Turnall shifting focus towards top tier market

Turnall shifting focus towards top tier market
Published: 20 March 2014
Turnall will be shifting its focus towards the top tier market going forward as subdued demand patterns have affected the low end market segment, MD John Jere told an analyst briefing yesterday.

"We are seeing a strengthening of the top tier and medium market segment and as such we will be focusing on improving our mix as a way of generating revenues going forward," Jere said.

He added that the strengthening in these segments emanated from the $2.5 million investment in the new roofing tile which contributed 11% in 2013 to turnover and they are forecasting volume growth for Ravenna Tiles.

"We will thus be focusing on balancing our new income streams through new product lines, taking larger share of mortgage based projects and private home construction as well as exports," he added.

Profit streams from top tier and medium market segments are expected to be 65% whilst the low cost segment is expected to generate the difference.

"In prior years before the depressed demand patterns being witnessed, the low cost market was the dominant contributor," Jere told analysts.

Jere told the meeting that they had already opened a warehouse and office in South Africa as a way of improving exports. He added that the ANC government housing programme and a generally liquid economy would be the main drivers for exports.

Zambia and Tete were the other export destinations that the company is targeting going forward. Further to focusing on top tier market and exports, Jere also said they were shifting towards a cash model.

"We are slowly shifting towards this model in light of the tightening of liquidity and also as a way of dealing with our debtors' book and cashflows," said Jere.

He mentioned that they were moving from the 60% cash: 40% credit model to the 70% cash:30% credit model.

_Work to do_:
Duplicate the part of the Turnall article starting with "Zambia and Tete" and going on through "a cash model.".

_Collected material_:
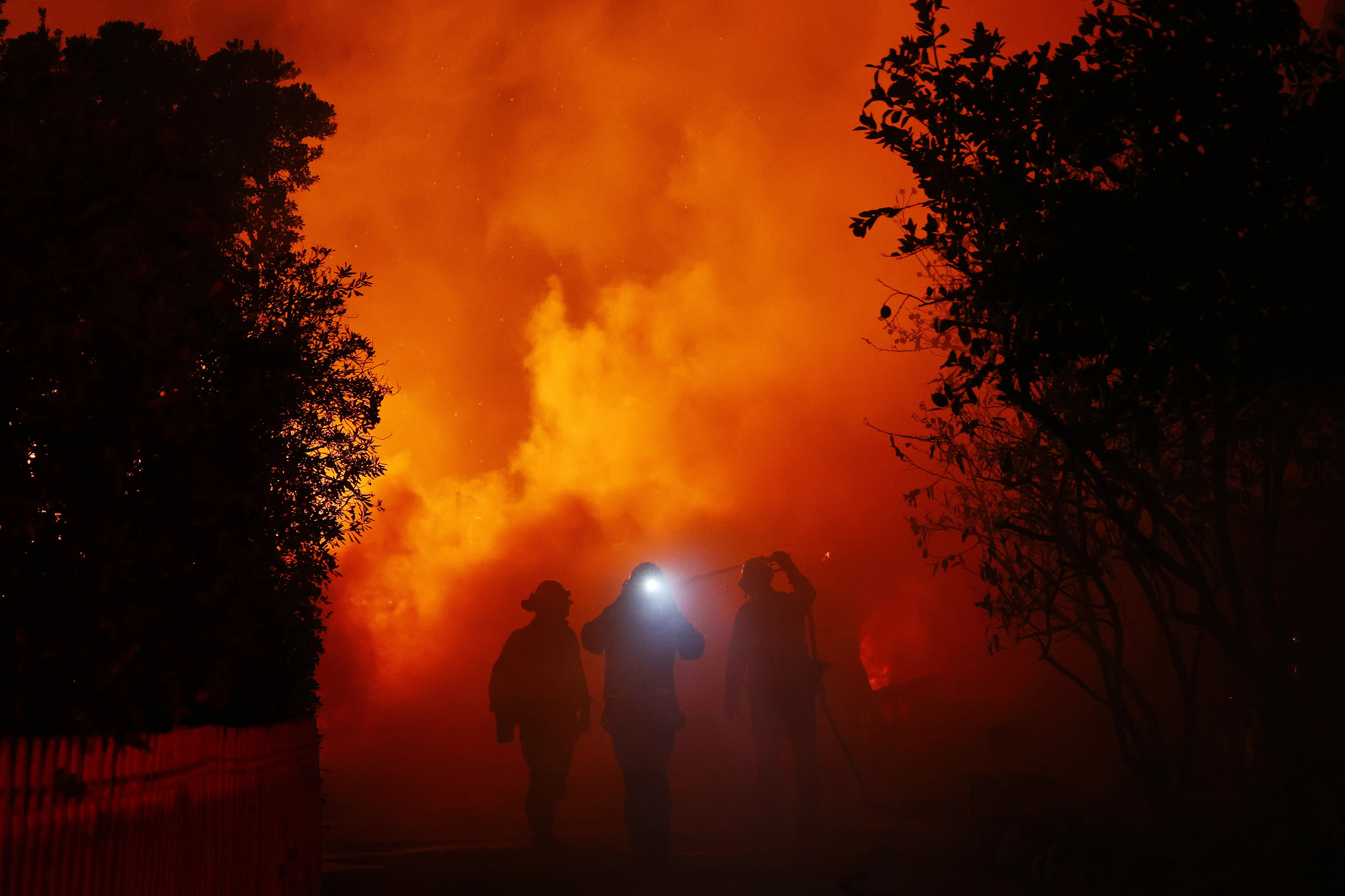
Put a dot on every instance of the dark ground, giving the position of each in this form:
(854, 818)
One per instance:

_Output of the task_:
Zambia and Tete were the other export destinations that the company is targeting going forward. Further to focusing on top tier market and exports, Jere also said they were shifting towards a cash model.